#### EXTRAIT CHOISI ####

Les rapporteurs soulignent déjà à plusieurs reprises que « les droits des familles ne sont pas toujours respectés », et que celles-ci revendiquent une participation active à la prise en charge, un accès à l’information et une liberté de choix de l’approche thérapeutique utilisée.

Le respect du droit est évidemment un élément essentiel, qui ne doit cependant pas occulter la priorité du soin. Encore faudrait-il s’entendre sur ce que peut signifier un tel impératif légaliste, aux contours parfois flous voire contestables dans la pratique clinique, tout du moins s’il consiste uniquement à poser les bases contractuelles d’un rapport consumériste, purement individualiste et sans aucune contrepartie, vis-à-vis de l’offre thérapeutique. Du point de vue déontologique, les médecins sont effectivement soumis à une obligation de moyens, c’est-à-dire qu’ils doivent mobiliser toutes les interventions thérapeutiques pertinentes afin d’améliorer la situation clinique d’un patient. Pour rappel, ces moyens ne sont quasiment plus disponibles pour les pédopsychiatres français, dont le nombre a d’ailleurs été divisé par deux en l’espace de dix ans, passant de 1235 en 2007 à 593 en 2017.

Cependant, on ne peut opposer à des praticiens une obligation de résultats, et j’ajouterais de satisfaction. Par exemple, il ne pourra être reproché à un chirurgien le décès d’un patient suite à une intervention très délicate, à partir du moment où tout avait été entrepris et exercé dans les règles de l’art, que les indications avaient été posées de façon pertinente et consensuelle, et que l’information concernant les risques avait été transmise explicitement. De fait, la médecine ne peut pas grand-chose face à notre condition de mortel…Par ailleurs, la finalité d’un médecin est de soigner, ce qui ne suppose pas prioritairement de faire plaisir, et de combler des attentes ou des désirs – ce qui serait l’apanage d’un marché, mais non d’un système sanitaire. Ainsi, notre devoir sera parfois d’annoncer qu’un enfant ne pourra peut-être pas se développer complètement « normalement », en dépit de tous les moyens mobilisés pour améliorer son pronostic. Nous ne vendons pas de faux espoirs, nous ne sommes pas là pour énoncer des promesses en l’air ou pour proposer des méthodes « infaillibles », garantissant des résultats assurés.

#### MATÉRIEL FOURNI ####

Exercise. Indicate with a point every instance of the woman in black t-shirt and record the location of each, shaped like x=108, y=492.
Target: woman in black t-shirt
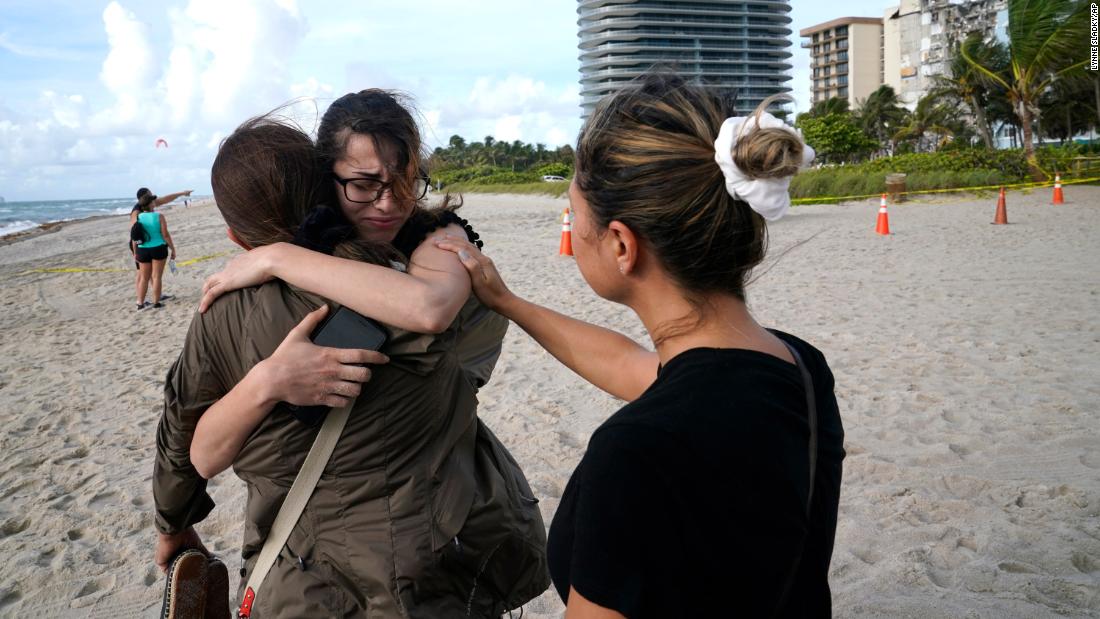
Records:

####

■ **CONSIGNES**:
A - Répondez aux trois questions suivantes à partir de l'extrait, en marquant chaque réponse comme la question correspondante.
(i) Combien de pédopsychiatres français y avait-il en 2007, puis en 2017 ?
(ii) À quelle obligation les médecins sont-ils soumis du point de vue déontologique ?
(iii) Que revendiquent les familles selon les rapporteurs ?
B - Selon l'extrait, quelles conditions empêchent de reprocher à un chirurgien le décès d'un patient après une intervention très délicate ? Énumérez-les toutes.
C - Résumez l'extrait en deux phrases.

■ **RÉPONSES**:
A -
(i) Il y en avait 1235 en 2007 et 593 en 2017.
(ii) Ils sont soumis à une obligation de moyens.
(iii) Elles revendiquent une participation active à la prise en charge, un accès à l'information et une liberté de choix de l'approche thérapeutique utilisée.

B -
- Tout avait été entrepris et exercé dans les règles de l'art.
- Les indications avaient été posées de façon pertinente et consensuelle.
- L'information concernant les risques avait été transmise explicitement.

C - Le respect des droits des familles, qui réclament participation, information et liberté de choix, ne doit pas occulter la priorité du soin, à laquelle répond l'obligation de moyens des médecins, alors même que ces moyens manquent aux pédopsychiatres, dont le nombre a été divisé par deux entre 2007 et 2017. On ne peut pourtant pas opposer aux praticiens une obligation de résultats ni de satisfaction, car leur finalité est de soigner et non de combler des attentes ou de vendre de faux espoirs.